START Text under study
The word “zeolite” has Greek roots and means “boiling stones” (zein = to
boil and lithos = stone), derived from the visible loss of water, noted when natural
zeolite was heated in the “mineralogist´s” blowpipe. Volcanic rocks containing natural
zeolites, i.e., hydrated aluminosilicate minerals, have been mined worldwide perhaps
for more than thousand years, mostly for use as cement and building stones. Since that
time, the progress in marketing natural zeolites as building stones, as lightweight
aggregate or pozzolans in cements and concretes, as filler in paper, in uptake of
radiocesium and strontium from nuclear waste and fallout, as soil amendments in
agronomy and horticulture, in the removal of ammonia from municipal, industrial or
agricultural waste and drinking waters, as energy supplier in solar refrigerators, as
dietary supplements in animal diets, as consumer deodorizers, in pet litters, in uptake of
ammonia from animal manures, as ammonia filters in kidney-dialysis units and as
zeoponic substrate for growing plants on space missions to their recent success in
healing of cuts and wounds or even as anti-tumour adjuvants has been encouraging,
manifesting that the natural zeolites have been considered for a commodity of a great
potential, application of which promises to expand even in near future.
Keywords: Marketing natural zeolite, natural zeolite science development, short
historical excurse, updated knowledge about zeolite, zeolite deriving words,
zeolitic molecular sieves, zeoponic space vegetable.
END Text under study
START Records supplied
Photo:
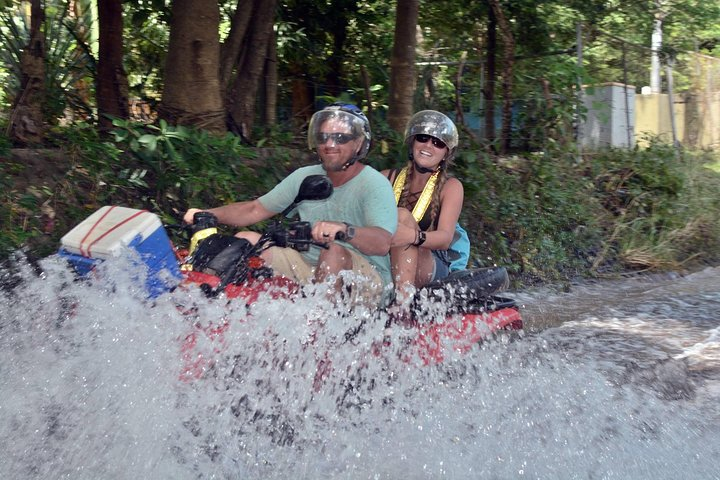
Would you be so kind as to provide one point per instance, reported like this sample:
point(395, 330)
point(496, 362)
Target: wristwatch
point(349, 231)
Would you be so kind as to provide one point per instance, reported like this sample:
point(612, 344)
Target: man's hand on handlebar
point(327, 232)
point(188, 217)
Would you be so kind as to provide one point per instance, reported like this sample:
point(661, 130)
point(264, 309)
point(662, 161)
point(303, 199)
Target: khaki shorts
point(289, 263)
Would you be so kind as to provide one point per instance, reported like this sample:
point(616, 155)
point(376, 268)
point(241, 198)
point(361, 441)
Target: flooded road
point(611, 380)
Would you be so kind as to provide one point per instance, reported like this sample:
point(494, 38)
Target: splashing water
point(96, 381)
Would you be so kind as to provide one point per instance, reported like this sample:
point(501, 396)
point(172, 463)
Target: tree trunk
point(302, 98)
point(402, 64)
point(233, 45)
point(27, 122)
point(508, 63)
point(489, 87)
point(112, 83)
point(192, 75)
point(241, 98)
point(271, 82)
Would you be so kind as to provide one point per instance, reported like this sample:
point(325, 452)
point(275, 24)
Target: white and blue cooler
point(110, 231)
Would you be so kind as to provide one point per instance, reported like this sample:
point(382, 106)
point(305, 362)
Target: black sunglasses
point(422, 138)
point(337, 138)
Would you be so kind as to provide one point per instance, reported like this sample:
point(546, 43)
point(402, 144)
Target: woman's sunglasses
point(337, 138)
point(422, 138)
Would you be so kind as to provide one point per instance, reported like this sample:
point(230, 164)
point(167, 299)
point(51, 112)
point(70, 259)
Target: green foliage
point(664, 206)
point(69, 68)
point(175, 167)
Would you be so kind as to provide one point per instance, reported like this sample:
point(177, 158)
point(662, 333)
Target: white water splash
point(92, 386)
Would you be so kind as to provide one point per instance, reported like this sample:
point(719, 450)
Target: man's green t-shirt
point(367, 200)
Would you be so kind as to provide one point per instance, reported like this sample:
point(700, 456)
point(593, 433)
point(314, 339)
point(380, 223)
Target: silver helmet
point(435, 124)
point(352, 116)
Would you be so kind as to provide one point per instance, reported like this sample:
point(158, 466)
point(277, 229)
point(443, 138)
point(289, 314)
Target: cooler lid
point(109, 230)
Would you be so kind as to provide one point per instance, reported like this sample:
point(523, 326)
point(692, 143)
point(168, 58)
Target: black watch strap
point(349, 232)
END Records supplied
* [Exercise requirements]:
**1.** In the zeolite text, what does the word "zeolite" mean?
**2.** Echo the passage of the zeolite text between "Keywords: Marketing natural" and "zeoponic space vegetable.", inclusive.

* [Solution set]:
**1.** It means "boiling stones."

**2.**
Keywords: Marketing natural zeolite, natural zeolite science development, short
historical excurse, updated knowledge about zeolite, zeolite deriving words,
zeolitic molecular sieves, zeoponic space vegetable.